■ **Exercise requirements**: Pick out every line of the material below that contains the word "outline" and copy each one in full, treating uppercase and lowercase letters as different.

■ **Record list**:
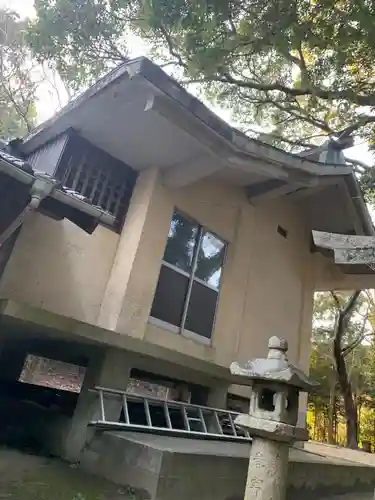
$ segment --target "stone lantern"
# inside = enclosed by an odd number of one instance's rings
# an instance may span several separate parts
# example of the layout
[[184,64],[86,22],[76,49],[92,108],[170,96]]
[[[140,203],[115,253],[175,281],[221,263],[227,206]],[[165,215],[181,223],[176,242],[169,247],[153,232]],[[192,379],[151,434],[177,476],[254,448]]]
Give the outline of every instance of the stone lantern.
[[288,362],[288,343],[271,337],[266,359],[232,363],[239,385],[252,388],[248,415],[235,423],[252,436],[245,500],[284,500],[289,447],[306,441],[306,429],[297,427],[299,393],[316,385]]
...
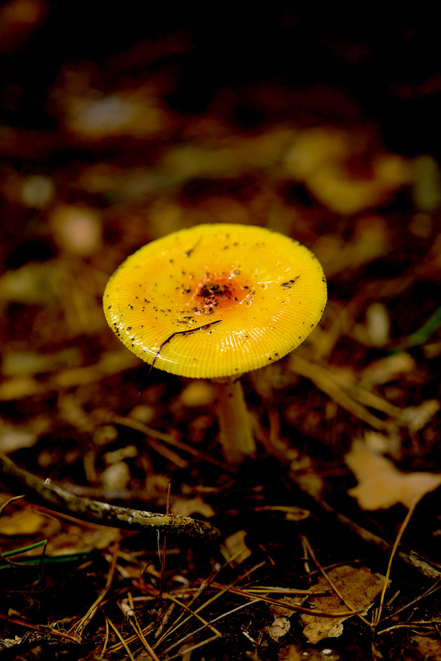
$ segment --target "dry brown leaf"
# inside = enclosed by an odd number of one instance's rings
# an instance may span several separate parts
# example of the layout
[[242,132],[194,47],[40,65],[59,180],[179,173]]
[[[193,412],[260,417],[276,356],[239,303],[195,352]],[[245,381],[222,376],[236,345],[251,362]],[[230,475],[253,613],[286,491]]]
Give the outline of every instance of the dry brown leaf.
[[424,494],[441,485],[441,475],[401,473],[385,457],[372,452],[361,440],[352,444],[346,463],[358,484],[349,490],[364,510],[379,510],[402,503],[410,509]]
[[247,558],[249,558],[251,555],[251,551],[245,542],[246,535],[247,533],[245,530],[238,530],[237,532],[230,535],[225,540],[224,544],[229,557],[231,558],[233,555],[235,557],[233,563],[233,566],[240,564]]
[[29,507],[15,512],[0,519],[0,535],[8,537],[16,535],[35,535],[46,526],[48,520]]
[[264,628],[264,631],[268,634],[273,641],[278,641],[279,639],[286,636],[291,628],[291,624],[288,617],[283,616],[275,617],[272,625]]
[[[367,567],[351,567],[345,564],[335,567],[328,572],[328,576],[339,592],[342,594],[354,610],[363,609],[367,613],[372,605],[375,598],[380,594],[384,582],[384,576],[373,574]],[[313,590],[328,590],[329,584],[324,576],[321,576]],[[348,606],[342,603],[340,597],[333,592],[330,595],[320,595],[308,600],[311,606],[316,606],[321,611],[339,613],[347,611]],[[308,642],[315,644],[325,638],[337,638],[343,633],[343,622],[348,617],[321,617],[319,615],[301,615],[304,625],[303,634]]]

■ **Full answer**:
Give the outline of every instance of the stone lantern.
Give the outline of every instance of the dry brown leaf.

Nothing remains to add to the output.